Task instructions |
Can you copy out, word for word, the entries from the line containing "Expected content: floor." through the line containing "0 0 336 389", with both of those lines included?

Items from a data source |
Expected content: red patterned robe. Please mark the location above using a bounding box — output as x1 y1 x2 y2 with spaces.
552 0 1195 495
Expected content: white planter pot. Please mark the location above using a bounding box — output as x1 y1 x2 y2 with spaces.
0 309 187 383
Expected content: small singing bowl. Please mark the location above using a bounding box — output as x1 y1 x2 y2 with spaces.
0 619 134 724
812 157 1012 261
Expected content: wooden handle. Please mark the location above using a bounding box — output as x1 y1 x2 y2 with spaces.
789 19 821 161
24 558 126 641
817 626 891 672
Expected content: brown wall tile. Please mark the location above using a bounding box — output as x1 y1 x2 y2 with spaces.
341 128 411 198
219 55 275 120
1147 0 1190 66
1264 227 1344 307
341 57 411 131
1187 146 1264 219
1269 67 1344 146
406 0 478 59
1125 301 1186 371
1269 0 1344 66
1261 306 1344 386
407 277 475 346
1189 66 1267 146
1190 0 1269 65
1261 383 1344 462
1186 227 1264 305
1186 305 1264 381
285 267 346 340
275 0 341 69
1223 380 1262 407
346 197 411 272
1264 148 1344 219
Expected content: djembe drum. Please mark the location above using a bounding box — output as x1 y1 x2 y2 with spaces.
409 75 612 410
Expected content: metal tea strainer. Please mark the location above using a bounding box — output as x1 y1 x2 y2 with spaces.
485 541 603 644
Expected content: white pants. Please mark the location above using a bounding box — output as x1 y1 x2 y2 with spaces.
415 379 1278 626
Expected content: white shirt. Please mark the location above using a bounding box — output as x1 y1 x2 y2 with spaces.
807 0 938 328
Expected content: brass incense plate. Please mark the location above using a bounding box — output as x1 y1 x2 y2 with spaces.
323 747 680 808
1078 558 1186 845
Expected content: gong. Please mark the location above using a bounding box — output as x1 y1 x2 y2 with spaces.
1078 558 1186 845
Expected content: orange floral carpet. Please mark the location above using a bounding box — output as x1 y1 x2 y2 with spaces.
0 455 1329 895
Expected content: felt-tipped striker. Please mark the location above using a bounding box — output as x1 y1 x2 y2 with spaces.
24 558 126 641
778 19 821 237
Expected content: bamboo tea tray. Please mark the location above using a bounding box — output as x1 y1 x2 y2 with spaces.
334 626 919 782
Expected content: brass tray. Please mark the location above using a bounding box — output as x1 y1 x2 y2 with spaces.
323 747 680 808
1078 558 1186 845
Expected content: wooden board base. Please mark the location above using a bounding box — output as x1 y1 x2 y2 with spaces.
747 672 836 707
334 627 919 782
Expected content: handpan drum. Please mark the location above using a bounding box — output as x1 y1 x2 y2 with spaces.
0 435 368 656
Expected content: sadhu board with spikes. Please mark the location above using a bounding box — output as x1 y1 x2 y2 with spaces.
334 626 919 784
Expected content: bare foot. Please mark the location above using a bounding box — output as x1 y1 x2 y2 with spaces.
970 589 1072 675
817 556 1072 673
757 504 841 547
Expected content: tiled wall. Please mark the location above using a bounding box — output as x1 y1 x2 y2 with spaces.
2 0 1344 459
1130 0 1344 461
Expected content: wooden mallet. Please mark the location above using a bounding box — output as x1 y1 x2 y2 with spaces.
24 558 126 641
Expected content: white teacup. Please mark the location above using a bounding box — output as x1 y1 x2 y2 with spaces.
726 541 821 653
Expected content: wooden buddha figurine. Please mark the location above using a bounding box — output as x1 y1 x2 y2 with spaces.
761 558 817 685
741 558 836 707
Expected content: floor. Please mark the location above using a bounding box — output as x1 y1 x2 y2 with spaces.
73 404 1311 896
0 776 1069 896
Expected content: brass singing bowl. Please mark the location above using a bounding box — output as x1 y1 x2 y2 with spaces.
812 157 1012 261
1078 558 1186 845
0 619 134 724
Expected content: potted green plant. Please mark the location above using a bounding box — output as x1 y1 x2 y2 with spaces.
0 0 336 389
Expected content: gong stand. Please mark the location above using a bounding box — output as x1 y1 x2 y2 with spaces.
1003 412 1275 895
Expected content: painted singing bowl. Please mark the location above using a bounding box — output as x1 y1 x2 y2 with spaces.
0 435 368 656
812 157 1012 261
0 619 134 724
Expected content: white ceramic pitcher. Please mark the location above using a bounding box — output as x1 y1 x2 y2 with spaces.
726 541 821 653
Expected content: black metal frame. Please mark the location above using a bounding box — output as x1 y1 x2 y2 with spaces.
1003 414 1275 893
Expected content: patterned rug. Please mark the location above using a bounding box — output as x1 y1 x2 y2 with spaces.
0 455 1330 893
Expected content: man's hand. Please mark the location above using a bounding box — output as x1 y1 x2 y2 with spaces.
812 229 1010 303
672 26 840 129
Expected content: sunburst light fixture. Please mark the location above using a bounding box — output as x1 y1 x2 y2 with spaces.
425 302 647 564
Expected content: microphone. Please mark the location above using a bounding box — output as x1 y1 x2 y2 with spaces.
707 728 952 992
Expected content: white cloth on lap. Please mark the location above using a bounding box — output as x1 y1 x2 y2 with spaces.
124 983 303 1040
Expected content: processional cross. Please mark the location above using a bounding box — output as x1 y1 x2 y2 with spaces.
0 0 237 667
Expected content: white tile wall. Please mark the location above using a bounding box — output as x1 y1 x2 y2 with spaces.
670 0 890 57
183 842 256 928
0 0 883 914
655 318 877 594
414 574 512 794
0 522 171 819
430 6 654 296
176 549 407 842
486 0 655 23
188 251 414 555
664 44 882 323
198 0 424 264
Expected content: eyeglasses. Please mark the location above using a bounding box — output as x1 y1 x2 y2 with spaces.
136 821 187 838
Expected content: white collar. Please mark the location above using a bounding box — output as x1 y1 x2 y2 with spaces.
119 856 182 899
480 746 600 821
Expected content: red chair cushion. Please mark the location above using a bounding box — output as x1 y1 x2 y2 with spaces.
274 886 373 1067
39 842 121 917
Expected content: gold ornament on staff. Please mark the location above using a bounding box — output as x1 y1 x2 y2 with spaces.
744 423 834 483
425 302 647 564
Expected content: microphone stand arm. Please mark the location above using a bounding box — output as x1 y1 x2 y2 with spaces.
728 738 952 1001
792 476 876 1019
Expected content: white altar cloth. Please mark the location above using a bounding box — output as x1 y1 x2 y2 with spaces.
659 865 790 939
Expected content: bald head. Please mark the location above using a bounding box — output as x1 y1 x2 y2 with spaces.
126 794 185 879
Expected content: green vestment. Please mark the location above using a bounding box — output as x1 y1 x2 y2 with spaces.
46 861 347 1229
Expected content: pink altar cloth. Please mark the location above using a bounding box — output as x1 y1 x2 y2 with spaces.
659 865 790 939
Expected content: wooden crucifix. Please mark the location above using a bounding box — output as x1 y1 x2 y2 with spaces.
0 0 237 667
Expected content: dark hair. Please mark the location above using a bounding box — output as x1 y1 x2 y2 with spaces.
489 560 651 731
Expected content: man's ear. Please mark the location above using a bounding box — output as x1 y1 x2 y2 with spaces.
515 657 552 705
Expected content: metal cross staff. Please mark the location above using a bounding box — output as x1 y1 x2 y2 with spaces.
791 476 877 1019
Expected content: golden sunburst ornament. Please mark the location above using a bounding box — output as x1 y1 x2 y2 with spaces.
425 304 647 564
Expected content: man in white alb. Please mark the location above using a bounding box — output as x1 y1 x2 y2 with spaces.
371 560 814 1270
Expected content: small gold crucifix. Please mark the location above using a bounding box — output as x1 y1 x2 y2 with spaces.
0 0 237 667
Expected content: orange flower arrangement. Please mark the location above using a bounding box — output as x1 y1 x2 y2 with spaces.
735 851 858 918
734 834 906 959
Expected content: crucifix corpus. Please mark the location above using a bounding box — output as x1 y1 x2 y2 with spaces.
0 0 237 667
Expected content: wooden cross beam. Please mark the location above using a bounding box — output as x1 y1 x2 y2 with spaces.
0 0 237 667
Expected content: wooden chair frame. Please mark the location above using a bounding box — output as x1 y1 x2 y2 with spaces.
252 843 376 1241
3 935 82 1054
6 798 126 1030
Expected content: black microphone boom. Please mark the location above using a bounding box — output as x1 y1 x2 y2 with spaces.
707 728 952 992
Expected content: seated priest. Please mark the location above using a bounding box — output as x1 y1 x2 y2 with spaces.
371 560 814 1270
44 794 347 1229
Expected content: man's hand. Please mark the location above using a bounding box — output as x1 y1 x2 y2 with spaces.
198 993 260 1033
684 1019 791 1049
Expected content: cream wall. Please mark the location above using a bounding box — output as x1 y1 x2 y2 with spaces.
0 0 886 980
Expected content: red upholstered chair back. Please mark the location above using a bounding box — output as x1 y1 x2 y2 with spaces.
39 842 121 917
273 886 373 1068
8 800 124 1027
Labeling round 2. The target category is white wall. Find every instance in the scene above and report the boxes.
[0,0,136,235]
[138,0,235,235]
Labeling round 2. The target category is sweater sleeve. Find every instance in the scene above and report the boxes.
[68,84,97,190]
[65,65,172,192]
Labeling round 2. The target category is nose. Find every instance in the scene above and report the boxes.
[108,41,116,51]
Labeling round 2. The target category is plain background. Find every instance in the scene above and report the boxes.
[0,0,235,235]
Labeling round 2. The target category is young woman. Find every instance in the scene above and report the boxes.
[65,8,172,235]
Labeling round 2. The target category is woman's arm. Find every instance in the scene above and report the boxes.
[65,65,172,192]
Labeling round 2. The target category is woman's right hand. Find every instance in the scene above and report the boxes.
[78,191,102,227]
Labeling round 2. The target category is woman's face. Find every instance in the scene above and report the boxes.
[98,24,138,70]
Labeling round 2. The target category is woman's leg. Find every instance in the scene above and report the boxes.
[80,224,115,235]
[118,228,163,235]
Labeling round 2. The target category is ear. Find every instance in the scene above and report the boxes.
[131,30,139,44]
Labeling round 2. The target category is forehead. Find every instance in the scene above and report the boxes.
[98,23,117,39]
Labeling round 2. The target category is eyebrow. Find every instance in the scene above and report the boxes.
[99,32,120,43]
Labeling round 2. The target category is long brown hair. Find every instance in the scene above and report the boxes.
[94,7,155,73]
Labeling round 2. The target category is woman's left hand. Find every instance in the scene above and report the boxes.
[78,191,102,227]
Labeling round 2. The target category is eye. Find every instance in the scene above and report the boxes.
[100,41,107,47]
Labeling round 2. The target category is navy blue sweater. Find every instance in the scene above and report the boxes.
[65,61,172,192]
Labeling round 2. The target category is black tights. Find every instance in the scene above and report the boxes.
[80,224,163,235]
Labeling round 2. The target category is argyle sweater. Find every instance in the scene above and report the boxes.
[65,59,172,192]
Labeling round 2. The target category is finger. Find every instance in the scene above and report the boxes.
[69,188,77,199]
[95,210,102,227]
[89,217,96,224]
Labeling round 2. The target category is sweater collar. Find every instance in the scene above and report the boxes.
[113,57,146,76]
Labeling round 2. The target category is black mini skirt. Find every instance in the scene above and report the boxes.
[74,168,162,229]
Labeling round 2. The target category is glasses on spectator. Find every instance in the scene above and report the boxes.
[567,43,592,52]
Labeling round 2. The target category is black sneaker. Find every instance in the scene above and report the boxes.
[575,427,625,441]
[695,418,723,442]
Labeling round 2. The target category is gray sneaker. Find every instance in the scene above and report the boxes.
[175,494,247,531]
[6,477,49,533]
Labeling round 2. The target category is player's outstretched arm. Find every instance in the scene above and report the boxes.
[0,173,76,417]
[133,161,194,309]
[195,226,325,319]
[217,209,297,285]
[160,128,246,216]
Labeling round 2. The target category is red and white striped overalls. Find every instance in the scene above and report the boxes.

Response below |
Expected content: floor. Please mark the location above using a bounding box — output as x1 y1 x2 y2 with spaces.
73 404 1311 896
0 776 1069 896
Expected content: brass singing bowl. Please mark the location above using a bounding box — output as x1 y1 x2 y2 with spaces.
812 157 1012 261
1078 558 1186 845
0 619 134 724
Expected content: potted green plant. Please mark the location above using a bounding box — output as x1 y1 x2 y2 with spaces.
0 0 336 389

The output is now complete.